Josephus, who wrote of the candlestick in the Menorah going out and of the large Temple gates opening by themselves, was a Jewish historian who lived through the fall of Jerusalem. He described the gate opening in his book Wars of the Jews.

Moreover, the eastern gate of the inner, [court of the temple] which was of brass, and vastly heavy, and had been with difficulty shut by twenty men, and rested upon a basis armed with iron, and had bolts fastened very deep into the firm floor, which was there made of one entire stone, was seen to be opened of its own accord about the sixth hour of the night. Now, those that kept watch in the temple came thereupon running to the captain of the temple, and told him of it; who then came up thither, and not without great difficulty was able to shut the gate again. This also appeared to the vulgar to be a very happy prodigy, as if God did thereby open them the gate of happiness. But the men of learning understood it, that the security of their holy house was dissolved of its own accord, and that the gate was opened for the advantage of their enemies. So these publicly declared, that this signal foreshewed the desolation that was coming upon them” (IV,5,3).

Jerome, c. 347-420, is best known for the Vulgate, a Latin translation of the Bible. In a letter to Hedibia, Jerome wrote that the Hebrew Gospel of Matthew said that a huge lintel in the Temple fell (Littell’s Living Age, 1857.) Edersheim, in his book cited above, wrote “it would seem an obvious inference to connect again this breaking of the lintel with an earthquake.” A lintel is a horizontal structural support that spans an opening. When the stone lintel fell — thirty feet long and weighing thirty tons — that was a big event. Not just because of the noise, but because it may have bounced the rabbis out of the Temple.

Information supplied →
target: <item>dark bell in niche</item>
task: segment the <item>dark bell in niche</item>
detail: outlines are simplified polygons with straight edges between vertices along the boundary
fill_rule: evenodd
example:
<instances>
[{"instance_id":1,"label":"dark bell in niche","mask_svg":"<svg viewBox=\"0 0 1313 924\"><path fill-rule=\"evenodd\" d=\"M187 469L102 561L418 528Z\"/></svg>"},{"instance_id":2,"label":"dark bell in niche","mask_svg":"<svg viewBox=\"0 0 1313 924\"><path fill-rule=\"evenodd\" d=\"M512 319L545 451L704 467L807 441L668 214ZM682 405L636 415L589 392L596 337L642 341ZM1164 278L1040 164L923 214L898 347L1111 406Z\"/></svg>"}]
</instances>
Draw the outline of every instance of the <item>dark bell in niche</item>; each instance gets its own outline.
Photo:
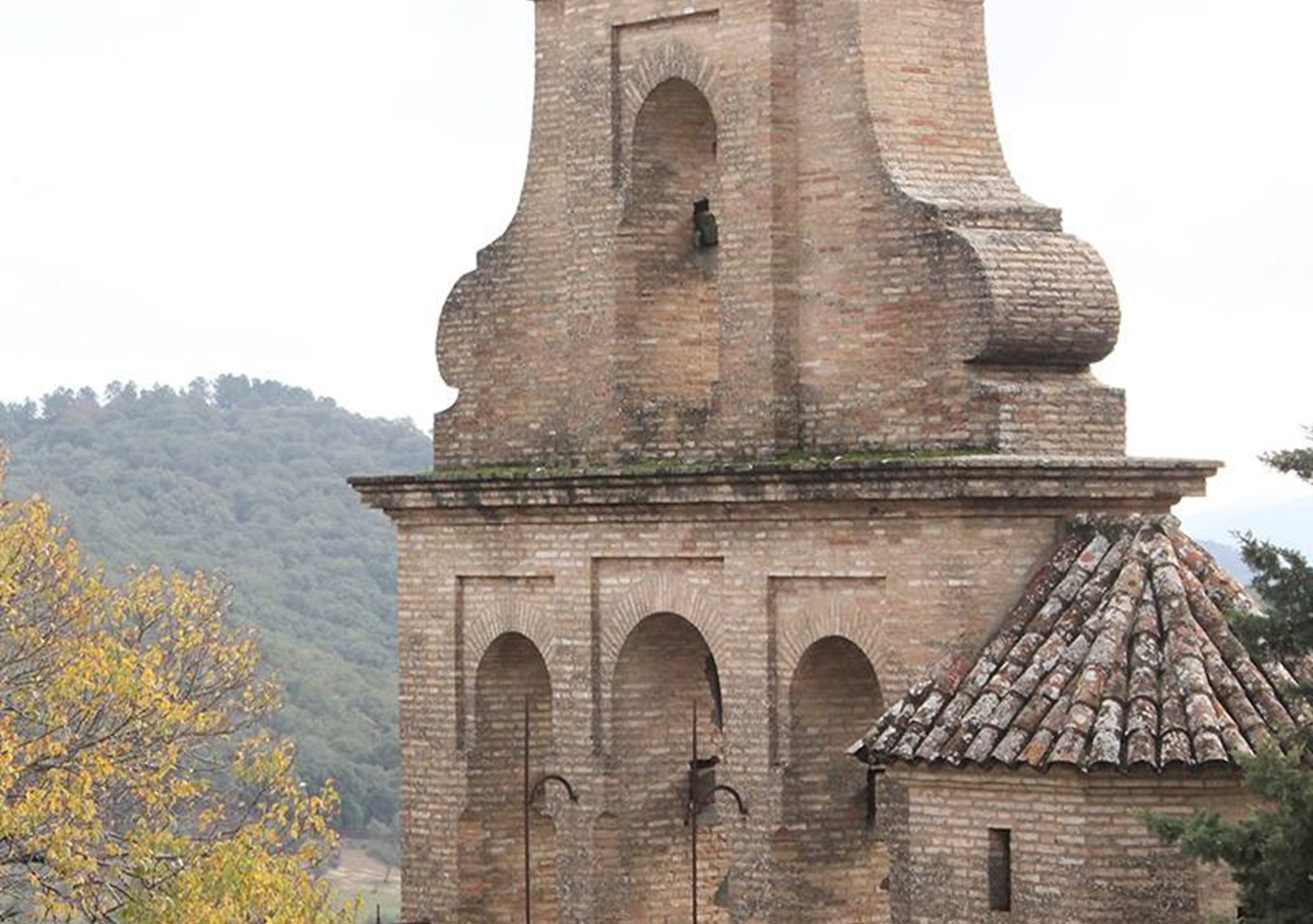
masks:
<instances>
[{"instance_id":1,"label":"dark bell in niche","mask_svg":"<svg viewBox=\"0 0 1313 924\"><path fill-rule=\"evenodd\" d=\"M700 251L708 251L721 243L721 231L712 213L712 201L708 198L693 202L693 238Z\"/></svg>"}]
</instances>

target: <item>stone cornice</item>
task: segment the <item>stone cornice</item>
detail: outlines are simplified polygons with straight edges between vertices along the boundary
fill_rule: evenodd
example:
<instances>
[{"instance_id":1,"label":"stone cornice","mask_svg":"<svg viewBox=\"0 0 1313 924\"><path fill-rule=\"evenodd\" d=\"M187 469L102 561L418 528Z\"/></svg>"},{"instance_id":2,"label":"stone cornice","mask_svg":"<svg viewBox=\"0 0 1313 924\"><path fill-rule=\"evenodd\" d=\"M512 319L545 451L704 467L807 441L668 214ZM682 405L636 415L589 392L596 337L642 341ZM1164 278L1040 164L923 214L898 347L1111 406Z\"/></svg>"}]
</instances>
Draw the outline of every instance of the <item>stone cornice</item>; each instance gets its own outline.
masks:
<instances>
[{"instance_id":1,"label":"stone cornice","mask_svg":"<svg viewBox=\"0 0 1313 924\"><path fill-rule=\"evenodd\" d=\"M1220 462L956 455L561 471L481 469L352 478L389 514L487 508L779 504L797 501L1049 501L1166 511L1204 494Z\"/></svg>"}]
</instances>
* * *
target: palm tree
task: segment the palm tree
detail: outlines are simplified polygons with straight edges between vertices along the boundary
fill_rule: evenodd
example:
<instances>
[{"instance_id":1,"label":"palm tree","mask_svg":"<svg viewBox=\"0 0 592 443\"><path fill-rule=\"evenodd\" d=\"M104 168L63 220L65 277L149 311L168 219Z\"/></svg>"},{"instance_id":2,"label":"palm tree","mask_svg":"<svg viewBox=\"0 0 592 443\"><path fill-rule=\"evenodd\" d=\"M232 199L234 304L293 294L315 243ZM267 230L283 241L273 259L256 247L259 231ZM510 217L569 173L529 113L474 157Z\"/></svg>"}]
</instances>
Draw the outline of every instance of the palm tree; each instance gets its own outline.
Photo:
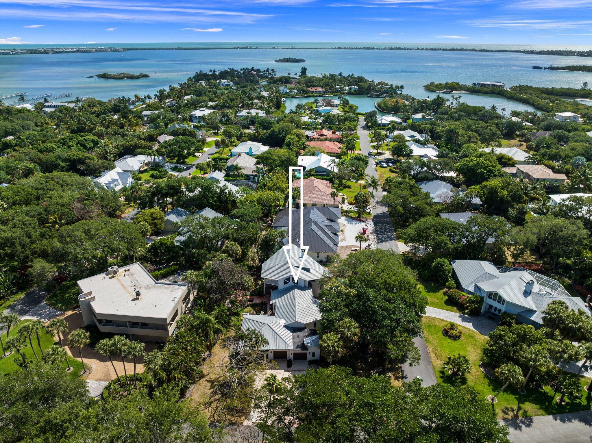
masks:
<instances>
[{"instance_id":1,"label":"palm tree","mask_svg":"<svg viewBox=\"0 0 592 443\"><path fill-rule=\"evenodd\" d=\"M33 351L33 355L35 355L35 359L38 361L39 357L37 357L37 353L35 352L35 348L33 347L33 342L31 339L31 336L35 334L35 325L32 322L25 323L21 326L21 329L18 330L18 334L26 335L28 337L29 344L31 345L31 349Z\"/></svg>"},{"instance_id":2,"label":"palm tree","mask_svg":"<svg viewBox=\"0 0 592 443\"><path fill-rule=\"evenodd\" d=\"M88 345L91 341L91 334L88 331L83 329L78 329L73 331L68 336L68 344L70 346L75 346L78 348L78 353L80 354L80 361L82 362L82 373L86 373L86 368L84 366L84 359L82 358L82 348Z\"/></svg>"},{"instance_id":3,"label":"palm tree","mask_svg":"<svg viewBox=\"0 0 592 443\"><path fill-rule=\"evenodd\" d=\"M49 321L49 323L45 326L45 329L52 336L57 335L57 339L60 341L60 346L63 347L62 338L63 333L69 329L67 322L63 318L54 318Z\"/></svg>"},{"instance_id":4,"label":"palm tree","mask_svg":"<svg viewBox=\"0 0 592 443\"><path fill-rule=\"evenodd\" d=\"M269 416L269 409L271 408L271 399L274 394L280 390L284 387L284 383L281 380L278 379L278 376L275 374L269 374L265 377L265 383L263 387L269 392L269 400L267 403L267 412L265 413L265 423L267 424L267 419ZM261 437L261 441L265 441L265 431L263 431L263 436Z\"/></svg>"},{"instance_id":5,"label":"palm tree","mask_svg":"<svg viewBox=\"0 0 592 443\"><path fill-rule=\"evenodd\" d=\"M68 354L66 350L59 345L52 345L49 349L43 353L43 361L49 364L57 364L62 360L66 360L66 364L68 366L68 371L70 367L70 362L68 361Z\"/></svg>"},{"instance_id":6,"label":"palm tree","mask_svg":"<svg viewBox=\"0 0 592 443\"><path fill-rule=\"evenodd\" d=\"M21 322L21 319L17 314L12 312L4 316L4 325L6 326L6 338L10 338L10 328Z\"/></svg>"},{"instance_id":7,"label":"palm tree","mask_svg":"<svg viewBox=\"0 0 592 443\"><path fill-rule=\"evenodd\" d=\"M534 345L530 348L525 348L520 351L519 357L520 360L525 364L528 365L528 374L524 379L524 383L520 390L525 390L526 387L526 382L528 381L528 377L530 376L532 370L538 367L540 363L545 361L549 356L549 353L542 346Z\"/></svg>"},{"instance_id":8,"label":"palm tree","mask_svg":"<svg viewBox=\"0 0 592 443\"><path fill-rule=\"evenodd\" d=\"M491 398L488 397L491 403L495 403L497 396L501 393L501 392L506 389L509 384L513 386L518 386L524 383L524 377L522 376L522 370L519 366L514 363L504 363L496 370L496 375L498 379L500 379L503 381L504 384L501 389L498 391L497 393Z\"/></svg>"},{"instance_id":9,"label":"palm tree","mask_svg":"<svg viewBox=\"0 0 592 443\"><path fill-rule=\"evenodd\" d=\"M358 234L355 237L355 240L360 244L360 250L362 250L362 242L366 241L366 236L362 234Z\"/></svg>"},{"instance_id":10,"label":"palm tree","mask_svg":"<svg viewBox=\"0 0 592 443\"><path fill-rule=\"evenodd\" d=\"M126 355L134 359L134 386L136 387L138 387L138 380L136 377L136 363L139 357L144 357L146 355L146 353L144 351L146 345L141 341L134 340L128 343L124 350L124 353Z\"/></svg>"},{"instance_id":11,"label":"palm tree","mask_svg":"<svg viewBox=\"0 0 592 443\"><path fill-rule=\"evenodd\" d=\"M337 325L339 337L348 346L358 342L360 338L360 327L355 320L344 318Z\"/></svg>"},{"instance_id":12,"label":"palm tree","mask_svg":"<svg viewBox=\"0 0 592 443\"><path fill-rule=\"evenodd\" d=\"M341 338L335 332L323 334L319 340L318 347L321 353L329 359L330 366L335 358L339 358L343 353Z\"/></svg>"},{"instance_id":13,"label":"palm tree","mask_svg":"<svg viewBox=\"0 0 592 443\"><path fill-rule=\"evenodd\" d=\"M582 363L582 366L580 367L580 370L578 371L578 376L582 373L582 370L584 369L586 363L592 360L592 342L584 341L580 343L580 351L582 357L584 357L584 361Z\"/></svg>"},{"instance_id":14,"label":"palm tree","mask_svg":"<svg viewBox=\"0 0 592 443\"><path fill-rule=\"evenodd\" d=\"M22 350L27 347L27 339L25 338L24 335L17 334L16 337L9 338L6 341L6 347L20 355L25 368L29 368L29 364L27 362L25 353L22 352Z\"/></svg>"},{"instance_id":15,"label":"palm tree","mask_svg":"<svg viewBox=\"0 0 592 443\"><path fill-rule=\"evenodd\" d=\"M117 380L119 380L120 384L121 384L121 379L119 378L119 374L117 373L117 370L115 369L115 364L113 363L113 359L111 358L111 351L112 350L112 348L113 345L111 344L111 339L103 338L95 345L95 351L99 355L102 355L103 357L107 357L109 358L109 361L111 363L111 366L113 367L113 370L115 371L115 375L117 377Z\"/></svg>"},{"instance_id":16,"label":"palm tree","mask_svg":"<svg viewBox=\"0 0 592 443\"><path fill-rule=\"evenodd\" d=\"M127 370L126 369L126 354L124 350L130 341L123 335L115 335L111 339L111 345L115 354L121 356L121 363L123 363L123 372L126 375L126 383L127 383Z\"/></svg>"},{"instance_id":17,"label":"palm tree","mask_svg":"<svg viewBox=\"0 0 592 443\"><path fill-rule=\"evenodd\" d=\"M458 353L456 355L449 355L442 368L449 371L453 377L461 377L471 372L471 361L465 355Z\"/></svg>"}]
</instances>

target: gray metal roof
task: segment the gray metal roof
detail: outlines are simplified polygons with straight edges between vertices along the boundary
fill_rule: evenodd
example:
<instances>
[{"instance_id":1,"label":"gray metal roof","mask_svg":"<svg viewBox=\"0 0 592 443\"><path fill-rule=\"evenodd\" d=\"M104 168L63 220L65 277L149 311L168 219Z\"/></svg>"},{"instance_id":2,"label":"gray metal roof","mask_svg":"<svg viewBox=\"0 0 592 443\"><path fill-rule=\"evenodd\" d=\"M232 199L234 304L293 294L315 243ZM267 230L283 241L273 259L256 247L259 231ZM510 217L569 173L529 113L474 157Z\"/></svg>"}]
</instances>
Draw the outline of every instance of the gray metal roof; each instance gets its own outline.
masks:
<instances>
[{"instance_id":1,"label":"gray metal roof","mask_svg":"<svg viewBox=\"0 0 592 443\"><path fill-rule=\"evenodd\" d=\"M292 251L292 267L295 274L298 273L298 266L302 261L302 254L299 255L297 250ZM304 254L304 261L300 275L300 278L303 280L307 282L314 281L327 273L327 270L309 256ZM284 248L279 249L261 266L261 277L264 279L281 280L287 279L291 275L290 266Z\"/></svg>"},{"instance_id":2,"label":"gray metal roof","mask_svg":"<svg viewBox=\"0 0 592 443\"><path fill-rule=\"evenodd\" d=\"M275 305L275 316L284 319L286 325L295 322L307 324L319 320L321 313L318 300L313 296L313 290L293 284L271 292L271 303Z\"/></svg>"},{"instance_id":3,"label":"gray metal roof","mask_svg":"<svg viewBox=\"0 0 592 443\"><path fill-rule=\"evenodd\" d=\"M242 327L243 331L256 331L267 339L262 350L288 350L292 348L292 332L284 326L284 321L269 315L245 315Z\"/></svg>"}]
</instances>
---
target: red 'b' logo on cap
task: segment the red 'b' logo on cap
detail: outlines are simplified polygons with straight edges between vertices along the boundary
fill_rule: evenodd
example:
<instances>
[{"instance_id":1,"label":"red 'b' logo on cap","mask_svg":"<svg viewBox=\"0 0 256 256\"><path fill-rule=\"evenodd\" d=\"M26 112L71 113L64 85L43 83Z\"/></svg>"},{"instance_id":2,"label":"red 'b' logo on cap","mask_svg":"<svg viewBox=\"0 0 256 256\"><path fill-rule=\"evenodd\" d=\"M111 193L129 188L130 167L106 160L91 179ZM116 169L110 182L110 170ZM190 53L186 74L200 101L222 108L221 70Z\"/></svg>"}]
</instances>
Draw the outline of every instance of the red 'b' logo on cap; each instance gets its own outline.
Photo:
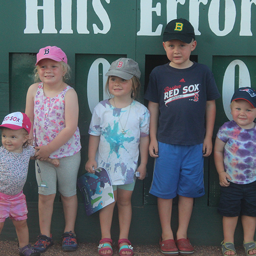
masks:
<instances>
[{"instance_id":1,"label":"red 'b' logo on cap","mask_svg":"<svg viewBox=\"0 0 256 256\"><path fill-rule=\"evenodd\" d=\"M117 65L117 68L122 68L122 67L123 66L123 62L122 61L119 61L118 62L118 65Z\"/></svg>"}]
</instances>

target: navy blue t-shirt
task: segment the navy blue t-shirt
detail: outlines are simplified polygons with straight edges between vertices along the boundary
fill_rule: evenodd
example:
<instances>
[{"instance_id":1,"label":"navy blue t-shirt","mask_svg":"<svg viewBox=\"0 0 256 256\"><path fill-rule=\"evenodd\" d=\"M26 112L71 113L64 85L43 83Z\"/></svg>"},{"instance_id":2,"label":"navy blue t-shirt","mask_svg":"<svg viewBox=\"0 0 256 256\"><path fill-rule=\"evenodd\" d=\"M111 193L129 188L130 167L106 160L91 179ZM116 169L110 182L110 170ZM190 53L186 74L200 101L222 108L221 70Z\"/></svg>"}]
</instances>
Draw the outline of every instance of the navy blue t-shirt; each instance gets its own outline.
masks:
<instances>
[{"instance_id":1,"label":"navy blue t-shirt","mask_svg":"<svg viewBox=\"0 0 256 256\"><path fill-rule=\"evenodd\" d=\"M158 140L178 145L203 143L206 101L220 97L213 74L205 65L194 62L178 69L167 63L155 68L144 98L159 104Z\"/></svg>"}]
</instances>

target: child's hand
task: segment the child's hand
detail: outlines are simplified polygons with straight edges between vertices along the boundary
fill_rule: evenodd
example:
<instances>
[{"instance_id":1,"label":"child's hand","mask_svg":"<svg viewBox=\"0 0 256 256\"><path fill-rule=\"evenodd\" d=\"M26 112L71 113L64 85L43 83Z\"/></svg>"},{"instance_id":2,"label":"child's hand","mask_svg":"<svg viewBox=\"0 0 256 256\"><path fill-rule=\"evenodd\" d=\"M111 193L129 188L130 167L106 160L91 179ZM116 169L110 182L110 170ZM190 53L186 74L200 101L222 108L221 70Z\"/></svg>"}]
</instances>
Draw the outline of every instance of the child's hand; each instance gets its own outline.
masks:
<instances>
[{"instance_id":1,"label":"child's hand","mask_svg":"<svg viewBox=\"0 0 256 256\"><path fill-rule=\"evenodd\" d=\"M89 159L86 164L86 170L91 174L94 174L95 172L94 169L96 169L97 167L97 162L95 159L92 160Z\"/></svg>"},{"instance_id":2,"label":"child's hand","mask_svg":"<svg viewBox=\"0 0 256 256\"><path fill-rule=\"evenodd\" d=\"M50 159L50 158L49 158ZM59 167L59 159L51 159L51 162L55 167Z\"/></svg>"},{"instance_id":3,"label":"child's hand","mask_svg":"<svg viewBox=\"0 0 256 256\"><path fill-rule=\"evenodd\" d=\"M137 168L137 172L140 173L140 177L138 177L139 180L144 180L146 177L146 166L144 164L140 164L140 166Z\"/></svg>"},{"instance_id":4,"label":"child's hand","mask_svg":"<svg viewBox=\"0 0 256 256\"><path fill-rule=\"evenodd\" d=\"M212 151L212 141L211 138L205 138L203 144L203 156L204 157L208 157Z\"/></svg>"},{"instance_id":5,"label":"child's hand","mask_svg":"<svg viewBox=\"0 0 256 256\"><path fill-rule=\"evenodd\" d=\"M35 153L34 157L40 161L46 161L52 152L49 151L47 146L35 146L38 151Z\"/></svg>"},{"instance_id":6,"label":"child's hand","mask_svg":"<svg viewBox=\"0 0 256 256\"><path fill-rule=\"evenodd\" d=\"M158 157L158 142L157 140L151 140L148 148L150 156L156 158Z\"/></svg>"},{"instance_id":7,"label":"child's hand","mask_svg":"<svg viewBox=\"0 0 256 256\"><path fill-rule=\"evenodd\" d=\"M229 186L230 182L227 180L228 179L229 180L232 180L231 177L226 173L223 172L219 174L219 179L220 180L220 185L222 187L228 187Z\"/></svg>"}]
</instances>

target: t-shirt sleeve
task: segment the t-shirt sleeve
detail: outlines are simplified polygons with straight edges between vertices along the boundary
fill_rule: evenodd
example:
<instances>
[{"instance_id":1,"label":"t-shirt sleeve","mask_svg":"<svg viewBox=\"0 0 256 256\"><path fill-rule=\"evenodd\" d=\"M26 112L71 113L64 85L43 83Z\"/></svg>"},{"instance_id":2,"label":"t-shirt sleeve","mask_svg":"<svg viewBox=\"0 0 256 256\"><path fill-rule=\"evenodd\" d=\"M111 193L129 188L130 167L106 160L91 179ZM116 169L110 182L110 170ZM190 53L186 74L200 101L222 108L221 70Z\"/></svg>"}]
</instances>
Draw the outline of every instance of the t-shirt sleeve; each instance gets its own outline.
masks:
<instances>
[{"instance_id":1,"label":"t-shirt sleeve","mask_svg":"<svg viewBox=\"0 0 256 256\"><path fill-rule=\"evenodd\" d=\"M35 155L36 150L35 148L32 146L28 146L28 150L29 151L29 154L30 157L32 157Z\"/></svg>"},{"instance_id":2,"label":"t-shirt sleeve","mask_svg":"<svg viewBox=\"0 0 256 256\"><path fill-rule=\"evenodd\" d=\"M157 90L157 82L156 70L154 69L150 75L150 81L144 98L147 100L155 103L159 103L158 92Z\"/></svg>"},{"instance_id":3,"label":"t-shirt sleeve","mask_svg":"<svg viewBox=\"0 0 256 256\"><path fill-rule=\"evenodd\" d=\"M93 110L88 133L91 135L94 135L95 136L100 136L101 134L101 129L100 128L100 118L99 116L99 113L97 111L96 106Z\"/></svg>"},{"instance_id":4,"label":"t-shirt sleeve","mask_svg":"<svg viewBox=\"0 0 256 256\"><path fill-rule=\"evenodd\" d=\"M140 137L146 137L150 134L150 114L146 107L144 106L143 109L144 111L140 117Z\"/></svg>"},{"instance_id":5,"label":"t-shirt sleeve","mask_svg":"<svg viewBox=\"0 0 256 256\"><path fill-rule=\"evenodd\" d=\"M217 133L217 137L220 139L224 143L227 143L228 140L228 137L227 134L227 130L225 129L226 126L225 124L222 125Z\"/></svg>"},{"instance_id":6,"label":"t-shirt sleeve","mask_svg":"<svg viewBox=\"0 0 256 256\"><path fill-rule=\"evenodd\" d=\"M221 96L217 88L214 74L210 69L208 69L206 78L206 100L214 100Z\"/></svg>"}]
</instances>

Aim →
Reproduce the whole passage above on the Temple omens around the fall of Jerusalem, word for word.

Solution for this exercise →
Josephus, who wrote of the candlestick in the Menorah going out and of the large Temple gates opening by themselves, was a Jewish historian who lived through the fall of Jerusalem. He described the gate opening in his book Wars of the Jews.

Moreover, the eastern gate of the inner, [court of the temple] which was of brass, and vastly heavy, and had been with difficulty shut by twenty men, and rested upon a basis armed with iron, and had bolts fastened very deep into the firm floor, which was there made of one entire stone, was seen to be opened of its own accord about the sixth hour of the night. Now, those that kept watch in the temple came thereupon running to the captain of the temple, and told him of it; who then came up thither, and not without great difficulty was able to shut the gate again. This also appeared to the vulgar to be a very happy prodigy, as if God did thereby open them the gate of happiness. But the men of learning understood it, that the security of their holy house was dissolved of its own accord, and that the gate was opened for the advantage of their enemies. So these publicly declared, that this signal foreshewed the desolation that was coming upon them” (IV,5,3).

Jerome, c. 347-420, is best known for the Vulgate, a Latin translation of the Bible. In a letter to Hedibia, Jerome wrote that the Hebrew Gospel of Matthew said that a huge lintel in the Temple fell (Littell’s Living Age, 1857.) Edersheim, in his book cited above, wrote “it would seem an obvious inference to connect again this breaking of the lintel with an earthquake.” A lintel is a horizontal structural support that spans an opening. When the stone lintel fell — thirty feet long and weighing thirty tons — that was a big event. Not just because of the noise, but because it may have bounced the rabbis out of the Temple.